STUDY TEXT:

Wright Medical Group, Inc. Thursday reported increased net sales and net income for the fourth quarter ended Dec. 31.
The Arlington, Tenn.-based orthopedic device company reported net sales totaling $138.3 million, a 6 percent increase over $129.9 million in net sales during the fourth quarter of 2009. Net sales increased by 7 percent, excluding the impact of foreign currency.
Net income rose sharply with $8.9 million, or $0.22 per diluted share, in Q4 2010 compared to $2.2 million, or $0.06 per diluted share, in Q4 2009.
Net income for Q4 2010 included the after-tax effects of about $3 million of non-cash stock-based compensation expense and $1.3 million of expenses associated with deferred prosecution agreement.
Net income Q4 2009 included the after-tax effects of about $5.6 million of charges to write down a significant international receivable; $3 million of non-cash, stock-based compensation expense; $2.6 million of non-cash charges to write off cumulative translation adjustment balances associated with the substantially complete liquidation of certain foreign subsidiaries; and $2.6 million of restructuring charges.

TASK INSTRUCTIONS:
1. List every charge or expense that the earnings report says was included, through its after-tax effects, in net income for the fourth quarter of 2009, with its amount.
2. According to the earnings report, what were the $2.6 million of non-cash charges to write off cumulative translation adjustment balances in the fourth quarter of 2009 associated with?

Point localization data:
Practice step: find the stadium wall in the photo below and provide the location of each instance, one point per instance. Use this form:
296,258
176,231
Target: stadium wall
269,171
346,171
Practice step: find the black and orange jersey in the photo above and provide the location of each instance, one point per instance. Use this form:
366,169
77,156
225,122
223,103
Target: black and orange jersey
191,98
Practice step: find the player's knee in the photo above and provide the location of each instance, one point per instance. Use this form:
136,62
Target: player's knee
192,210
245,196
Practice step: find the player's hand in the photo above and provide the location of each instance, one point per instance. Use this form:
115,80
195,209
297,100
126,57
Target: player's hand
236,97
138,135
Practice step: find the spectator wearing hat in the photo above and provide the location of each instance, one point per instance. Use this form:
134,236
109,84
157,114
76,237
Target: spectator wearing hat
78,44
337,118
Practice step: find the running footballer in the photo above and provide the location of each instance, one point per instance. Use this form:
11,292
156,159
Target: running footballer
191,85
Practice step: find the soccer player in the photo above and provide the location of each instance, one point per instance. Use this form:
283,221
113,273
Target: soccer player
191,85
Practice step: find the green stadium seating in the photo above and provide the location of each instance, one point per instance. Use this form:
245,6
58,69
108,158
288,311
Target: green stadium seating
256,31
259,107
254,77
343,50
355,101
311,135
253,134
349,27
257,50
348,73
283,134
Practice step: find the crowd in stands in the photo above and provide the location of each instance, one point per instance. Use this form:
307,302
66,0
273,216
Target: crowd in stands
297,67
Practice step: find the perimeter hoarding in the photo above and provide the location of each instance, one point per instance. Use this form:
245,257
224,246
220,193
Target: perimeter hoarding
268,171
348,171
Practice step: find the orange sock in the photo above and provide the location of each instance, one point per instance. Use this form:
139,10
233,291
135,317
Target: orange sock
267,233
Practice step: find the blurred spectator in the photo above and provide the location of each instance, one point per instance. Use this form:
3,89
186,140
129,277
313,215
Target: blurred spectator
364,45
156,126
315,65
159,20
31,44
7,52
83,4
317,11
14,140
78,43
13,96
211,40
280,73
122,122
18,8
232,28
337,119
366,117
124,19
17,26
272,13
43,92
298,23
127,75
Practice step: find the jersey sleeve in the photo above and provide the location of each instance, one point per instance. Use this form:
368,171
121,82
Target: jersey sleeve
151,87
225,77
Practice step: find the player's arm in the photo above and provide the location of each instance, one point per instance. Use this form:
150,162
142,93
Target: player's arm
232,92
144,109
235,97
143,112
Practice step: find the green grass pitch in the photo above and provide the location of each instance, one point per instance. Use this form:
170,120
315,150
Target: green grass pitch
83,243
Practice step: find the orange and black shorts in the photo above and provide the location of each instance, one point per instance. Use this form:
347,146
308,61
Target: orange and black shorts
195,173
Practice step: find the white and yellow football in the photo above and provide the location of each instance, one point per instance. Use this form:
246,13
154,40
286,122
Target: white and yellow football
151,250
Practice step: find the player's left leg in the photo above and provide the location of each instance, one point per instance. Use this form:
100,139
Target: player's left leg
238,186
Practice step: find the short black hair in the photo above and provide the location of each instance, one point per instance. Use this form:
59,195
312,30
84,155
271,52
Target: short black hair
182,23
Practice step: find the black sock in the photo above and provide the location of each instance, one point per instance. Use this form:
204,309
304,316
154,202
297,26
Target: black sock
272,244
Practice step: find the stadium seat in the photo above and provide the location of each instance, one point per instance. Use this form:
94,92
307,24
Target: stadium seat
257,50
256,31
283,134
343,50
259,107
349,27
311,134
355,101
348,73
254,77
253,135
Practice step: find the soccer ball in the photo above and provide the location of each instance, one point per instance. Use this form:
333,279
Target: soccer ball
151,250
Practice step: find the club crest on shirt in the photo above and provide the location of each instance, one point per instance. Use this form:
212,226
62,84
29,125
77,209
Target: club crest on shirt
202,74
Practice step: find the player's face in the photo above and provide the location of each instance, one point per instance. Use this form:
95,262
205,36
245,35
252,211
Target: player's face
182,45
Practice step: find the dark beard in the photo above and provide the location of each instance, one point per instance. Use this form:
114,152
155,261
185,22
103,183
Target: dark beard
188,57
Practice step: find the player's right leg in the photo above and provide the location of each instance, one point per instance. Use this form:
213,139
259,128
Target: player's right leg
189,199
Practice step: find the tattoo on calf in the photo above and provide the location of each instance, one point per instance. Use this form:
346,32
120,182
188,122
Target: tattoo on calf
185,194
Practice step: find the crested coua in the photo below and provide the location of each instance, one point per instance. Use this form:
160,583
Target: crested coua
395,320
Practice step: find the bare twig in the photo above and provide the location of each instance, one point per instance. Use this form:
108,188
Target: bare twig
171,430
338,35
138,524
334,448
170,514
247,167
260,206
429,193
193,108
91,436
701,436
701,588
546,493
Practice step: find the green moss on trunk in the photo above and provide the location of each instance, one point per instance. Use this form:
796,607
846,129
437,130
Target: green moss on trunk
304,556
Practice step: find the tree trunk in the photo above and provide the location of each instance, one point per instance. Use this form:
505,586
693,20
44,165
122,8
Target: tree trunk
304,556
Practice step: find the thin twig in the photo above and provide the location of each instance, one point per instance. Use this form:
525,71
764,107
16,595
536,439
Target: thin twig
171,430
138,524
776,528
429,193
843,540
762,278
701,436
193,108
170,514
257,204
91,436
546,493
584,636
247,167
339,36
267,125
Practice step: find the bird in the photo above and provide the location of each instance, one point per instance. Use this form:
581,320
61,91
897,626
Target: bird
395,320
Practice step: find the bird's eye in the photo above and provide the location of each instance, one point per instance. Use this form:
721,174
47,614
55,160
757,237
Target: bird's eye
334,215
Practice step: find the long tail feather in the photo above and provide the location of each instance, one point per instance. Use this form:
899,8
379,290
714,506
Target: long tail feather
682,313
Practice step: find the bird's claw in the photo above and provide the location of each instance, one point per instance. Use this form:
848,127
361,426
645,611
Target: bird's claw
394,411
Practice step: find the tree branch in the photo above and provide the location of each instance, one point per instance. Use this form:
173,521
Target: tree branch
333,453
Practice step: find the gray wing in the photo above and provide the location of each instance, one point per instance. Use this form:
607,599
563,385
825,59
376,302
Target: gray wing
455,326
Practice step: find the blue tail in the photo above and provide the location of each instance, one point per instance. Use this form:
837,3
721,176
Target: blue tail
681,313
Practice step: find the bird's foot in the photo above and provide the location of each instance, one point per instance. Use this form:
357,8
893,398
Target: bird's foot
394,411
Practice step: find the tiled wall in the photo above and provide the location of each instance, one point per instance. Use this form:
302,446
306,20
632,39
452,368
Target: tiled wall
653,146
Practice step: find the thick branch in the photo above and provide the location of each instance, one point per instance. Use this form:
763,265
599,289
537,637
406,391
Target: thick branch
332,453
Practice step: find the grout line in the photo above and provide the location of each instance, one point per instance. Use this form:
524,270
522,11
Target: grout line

SOLUTIONS:
1.
- About $5.6 million of charges to write down a significant international receivable
- $3 million of non-cash, stock-based compensation expense
- $2.6 million of non-cash charges to write off cumulative translation adjustment balances
- $2.6 million of restructuring charges

2. They were associated with the substantially complete liquidation of certain foreign subsidiaries.